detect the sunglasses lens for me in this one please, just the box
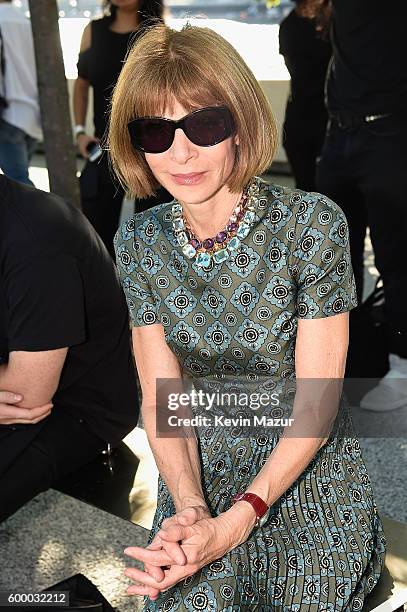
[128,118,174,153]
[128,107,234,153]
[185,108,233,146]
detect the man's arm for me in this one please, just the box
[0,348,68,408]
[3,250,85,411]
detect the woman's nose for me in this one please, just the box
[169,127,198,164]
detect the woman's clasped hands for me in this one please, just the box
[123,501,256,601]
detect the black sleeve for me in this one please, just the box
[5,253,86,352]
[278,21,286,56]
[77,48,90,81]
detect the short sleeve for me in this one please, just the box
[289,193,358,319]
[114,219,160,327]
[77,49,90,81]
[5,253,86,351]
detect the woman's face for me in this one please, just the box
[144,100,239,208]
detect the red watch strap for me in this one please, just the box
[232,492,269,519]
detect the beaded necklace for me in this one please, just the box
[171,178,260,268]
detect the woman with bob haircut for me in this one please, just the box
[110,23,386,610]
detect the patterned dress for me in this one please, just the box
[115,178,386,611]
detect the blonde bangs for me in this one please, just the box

==

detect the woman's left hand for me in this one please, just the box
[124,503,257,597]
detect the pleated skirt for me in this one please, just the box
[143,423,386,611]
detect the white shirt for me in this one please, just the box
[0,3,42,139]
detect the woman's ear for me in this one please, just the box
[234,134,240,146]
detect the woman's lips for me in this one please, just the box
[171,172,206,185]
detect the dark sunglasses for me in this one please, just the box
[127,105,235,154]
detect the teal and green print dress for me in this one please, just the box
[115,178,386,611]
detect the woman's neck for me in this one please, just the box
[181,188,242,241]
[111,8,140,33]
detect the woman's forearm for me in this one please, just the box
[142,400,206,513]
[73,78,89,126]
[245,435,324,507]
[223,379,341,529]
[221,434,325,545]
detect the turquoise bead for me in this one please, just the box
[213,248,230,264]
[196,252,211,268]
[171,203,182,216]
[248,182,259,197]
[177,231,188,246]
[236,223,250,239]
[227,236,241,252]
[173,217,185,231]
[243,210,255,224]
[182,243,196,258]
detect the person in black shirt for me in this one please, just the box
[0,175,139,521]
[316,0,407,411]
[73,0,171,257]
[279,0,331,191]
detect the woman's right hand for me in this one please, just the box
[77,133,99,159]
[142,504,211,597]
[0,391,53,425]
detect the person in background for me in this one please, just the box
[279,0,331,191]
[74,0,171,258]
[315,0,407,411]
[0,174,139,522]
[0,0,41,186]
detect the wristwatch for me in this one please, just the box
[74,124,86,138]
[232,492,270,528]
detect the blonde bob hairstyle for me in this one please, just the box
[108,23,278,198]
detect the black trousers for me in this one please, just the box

==

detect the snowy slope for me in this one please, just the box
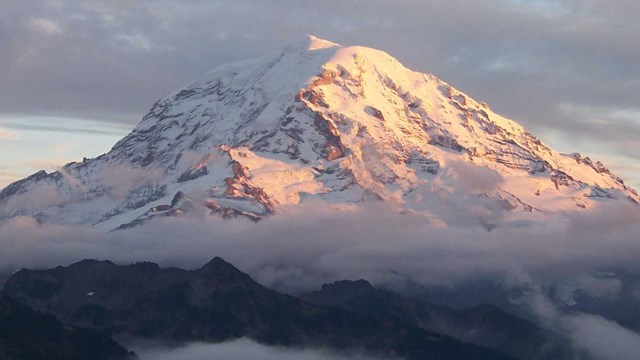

- What the task asks: Give back, word for word, only the lines above from the line holding "detect the teal" to the line holding "detect the black trousers", both included.

- Task answer:
detect the teal and green print dress for me in this one please, just the box
[115,178,386,611]
detect the woman's neck for me in this one please, just the box
[181,188,242,241]
[111,8,140,33]
detect the woman's forearm for me in this one please, just the box
[142,400,206,513]
[73,78,89,126]
[245,435,324,507]
[223,379,341,529]
[221,434,325,545]
detect the turquoise bead for me in this one please, just the box
[213,248,230,264]
[196,252,211,268]
[171,203,182,216]
[248,182,259,197]
[177,231,188,246]
[236,223,250,239]
[227,236,241,252]
[173,217,185,231]
[243,210,255,224]
[182,243,196,258]
detect the person in black shirt for me in this one please, just the box
[0,175,139,521]
[316,0,407,411]
[73,0,171,257]
[279,0,331,191]
detect the woman's right hand for me in this one please, just the box
[77,133,99,159]
[142,504,211,597]
[0,391,53,425]
detect the person in background for me in this one please, just the box
[279,0,331,191]
[74,0,171,258]
[315,0,407,411]
[0,174,139,522]
[0,0,41,186]
detect the wristwatch for me in this one please, just the box
[74,124,86,138]
[232,492,270,528]
detect the blonde bob hairstyle for me in this one please, just the box
[108,23,278,198]
detect the black trousers for me in this one please, just the box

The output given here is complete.